» Problem description
Copy out the lines below that hold the word "leggings".

» Records for processing
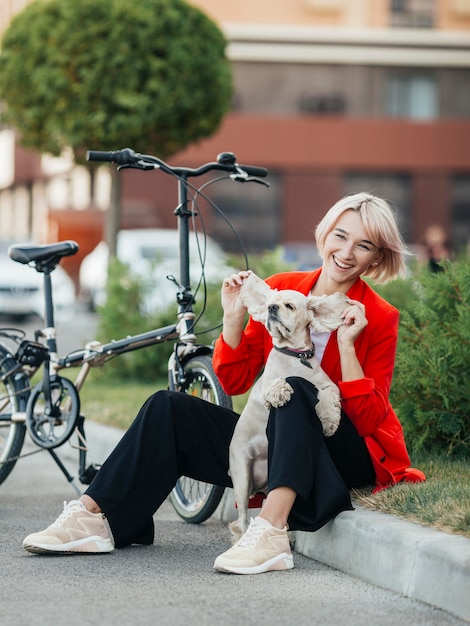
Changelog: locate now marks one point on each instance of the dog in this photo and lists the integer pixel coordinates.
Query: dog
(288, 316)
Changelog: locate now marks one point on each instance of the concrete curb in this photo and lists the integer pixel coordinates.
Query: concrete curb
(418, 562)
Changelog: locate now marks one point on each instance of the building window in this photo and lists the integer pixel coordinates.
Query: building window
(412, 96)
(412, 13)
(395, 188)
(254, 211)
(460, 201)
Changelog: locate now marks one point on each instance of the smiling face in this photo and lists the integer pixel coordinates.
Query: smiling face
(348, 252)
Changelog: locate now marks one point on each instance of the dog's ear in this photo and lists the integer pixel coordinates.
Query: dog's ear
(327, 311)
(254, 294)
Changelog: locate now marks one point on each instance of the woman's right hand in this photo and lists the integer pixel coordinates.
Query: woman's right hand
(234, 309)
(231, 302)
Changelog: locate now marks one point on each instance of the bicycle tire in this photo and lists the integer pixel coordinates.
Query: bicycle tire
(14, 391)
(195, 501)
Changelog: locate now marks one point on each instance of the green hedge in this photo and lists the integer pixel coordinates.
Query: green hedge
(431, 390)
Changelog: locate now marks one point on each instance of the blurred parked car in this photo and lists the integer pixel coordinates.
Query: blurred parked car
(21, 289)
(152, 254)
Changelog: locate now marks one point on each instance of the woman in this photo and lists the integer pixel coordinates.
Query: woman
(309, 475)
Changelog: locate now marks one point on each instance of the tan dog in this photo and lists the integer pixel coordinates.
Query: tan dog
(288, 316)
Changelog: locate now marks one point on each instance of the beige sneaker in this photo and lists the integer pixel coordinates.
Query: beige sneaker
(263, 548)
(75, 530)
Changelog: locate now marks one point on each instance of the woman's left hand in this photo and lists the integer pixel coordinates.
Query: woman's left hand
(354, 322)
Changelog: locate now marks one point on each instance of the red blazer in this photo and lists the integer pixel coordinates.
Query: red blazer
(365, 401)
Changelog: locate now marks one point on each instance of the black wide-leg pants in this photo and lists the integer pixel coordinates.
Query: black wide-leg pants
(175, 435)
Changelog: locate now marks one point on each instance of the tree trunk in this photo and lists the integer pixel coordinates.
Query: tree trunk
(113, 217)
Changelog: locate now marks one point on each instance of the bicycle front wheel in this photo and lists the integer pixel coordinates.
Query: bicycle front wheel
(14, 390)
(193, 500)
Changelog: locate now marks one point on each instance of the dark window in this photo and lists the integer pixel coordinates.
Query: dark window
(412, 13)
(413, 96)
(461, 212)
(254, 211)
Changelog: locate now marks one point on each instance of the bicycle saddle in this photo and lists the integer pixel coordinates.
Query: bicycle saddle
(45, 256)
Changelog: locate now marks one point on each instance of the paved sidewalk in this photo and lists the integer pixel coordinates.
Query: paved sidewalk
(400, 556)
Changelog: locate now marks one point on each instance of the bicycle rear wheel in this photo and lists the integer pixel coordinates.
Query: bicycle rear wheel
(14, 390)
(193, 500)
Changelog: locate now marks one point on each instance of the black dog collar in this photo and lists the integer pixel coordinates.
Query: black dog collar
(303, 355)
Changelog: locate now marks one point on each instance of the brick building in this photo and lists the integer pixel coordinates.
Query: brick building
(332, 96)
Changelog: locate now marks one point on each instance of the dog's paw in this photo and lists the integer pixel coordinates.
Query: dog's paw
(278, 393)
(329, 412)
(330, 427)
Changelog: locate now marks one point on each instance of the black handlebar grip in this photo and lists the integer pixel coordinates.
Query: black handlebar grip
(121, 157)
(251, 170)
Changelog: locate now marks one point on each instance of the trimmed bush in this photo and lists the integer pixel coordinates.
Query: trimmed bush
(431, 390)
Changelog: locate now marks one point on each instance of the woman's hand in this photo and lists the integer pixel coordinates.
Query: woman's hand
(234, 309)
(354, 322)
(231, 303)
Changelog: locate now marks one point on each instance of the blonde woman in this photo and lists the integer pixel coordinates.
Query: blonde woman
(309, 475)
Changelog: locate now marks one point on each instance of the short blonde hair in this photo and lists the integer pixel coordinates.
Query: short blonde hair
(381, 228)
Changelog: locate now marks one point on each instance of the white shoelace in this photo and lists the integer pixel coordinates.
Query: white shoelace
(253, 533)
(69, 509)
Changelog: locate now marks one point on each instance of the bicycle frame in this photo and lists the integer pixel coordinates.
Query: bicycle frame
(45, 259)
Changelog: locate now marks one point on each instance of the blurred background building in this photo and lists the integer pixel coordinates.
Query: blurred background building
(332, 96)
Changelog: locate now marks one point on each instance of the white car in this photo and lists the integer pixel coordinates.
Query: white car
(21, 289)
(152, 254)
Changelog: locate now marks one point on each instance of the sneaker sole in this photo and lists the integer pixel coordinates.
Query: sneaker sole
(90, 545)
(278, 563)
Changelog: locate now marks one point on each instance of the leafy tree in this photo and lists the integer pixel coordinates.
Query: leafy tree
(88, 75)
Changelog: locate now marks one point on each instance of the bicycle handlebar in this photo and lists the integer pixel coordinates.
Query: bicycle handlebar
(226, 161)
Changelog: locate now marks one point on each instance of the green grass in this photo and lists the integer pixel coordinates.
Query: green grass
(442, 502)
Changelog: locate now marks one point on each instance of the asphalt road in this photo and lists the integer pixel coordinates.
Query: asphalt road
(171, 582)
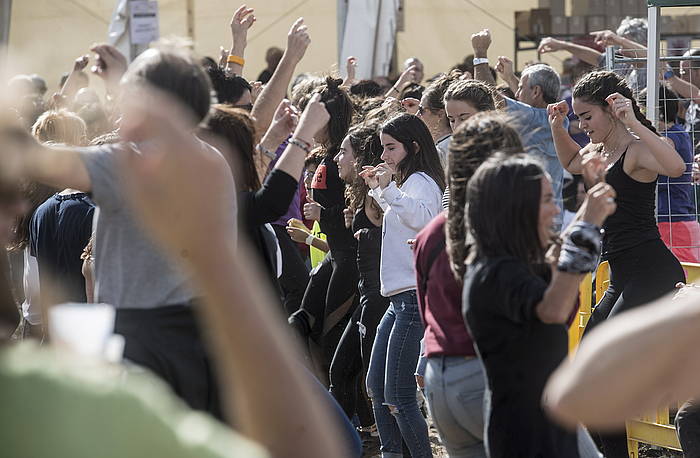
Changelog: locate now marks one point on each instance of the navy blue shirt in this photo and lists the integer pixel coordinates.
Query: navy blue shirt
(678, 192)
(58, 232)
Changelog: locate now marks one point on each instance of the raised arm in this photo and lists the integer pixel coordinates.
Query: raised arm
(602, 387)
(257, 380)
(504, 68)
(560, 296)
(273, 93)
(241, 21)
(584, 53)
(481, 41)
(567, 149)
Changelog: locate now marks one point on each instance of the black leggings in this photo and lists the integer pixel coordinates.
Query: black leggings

» Completed task
Changelog: locate now marks one point on each instance of the black leggings in this photo and lists the integer pixel coordinates.
Query: black leggings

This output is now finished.